◆ Exercise task 1 ◆
State how many lines in the entries below contain the string "white", with case counting, and reply with that number alone.

◆ Extract to read ◆
IN THE COURT OF APPEAL OF
THE REPUBLIC OF VANUATU
(Appellate Jurisdiction)


Civil Appeal Case No. 28 of 2015


BETWEEN:


SHEFA PROVINCIAL COUNCIL
Appellant


AND:


MOSES APET ARIASIA
Respondent


Coram: Hon. Justice John von Doussa
Hon. Justice Oliver Saksak
Hon. Justice Daniel Fatiaki
Hon. Justice Stephen Harrop
Hon. Justice Dudley Aru
Hon. Justice David Chetwynd


Counsel: Mr. J. Tari for the Appellant
Mr. W. Daniel for the Respondent


Date of Hearing: 11 November 2015
Date of Judgment: 20 November 2015


JUDGMENT


  1. The appellant appeals against the judgment entered against it in the Supreme Court for VT2,085,013. This sum comprised VT1,097,375 damages for breach of the terms of a settlement agreement reached between the parties on 12 August 2003 and VT987,638 interest calculated from the filing the claim on 21st June 2006 until judgment on 5th August 2015.
  2. The principal ground of appeal is that the settlement agreement is invalid as there has been no resolution of the appellant endorsing the purported settlement agreement. A subsidiary ground of appeal is that the Supreme Court erred in "penalising" the appellant by adding interest to the assessed damages from the date of filing of the claim.
  3. The background of these proceedings is not in dispute. On 3rd April 1998 the respondent entered into a contract with the appellant to build and renovate the appellant's main office and council chamber. Work under the contract commenced but a dispute arose over the use of materials supplied by the appellant. Substantial delay occurred, work by the respondent ceased, and another company ultimately completed the contract works. The respondent instructed lawyers, and formulated a substantial claim for damages for breach of the 3rd April 1998 contract, and for delay allegedly caused by the appellant. In all the claim exceeded VT23 million. At the invitation of the appellant the respondent and his lawyer attended a meeting at the appellant's council chambers on 12th August 2003. The appellant was represented at that meeting by the President of the Council and members of the Development Committee of the appellant. It was agreed between those present that the respondent's damages claim would be settled on terms that the appellant pay the respondent VT1,017,375 plus interest thereon at 10%. In addition the settlement agreement provided that the respondent would build four houses for the appellant in 2004.

◆ Source records ◆
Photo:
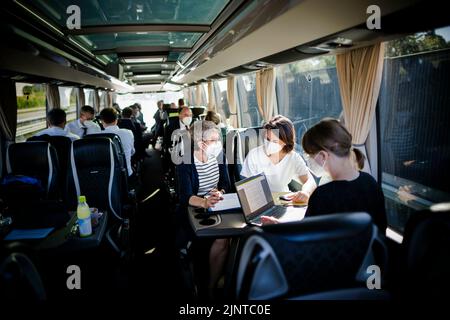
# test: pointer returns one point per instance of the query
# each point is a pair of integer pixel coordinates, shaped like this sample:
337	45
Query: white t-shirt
278	175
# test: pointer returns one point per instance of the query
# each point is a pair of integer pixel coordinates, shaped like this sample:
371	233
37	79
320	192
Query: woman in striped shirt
202	181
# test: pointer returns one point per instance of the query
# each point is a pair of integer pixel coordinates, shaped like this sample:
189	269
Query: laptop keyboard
276	212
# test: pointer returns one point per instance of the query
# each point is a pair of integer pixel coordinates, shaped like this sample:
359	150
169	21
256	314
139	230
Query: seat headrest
93	152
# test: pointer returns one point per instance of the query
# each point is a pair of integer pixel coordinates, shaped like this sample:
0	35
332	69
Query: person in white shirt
109	117
278	160
56	120
84	125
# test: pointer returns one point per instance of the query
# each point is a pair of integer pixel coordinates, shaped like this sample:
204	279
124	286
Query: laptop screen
254	195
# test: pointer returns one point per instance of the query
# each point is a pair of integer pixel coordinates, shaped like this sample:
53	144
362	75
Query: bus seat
34	159
62	146
98	175
96	172
427	251
318	255
117	145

◆ Exercise task 2 ◆
According to the judgment above, on what date did the respondent enter into the contract with the appellant to build and renovate its main office and council chamber?

◆ Full solution 1 ◆
2

◆ Full solution 2 ◆
3rd April 1998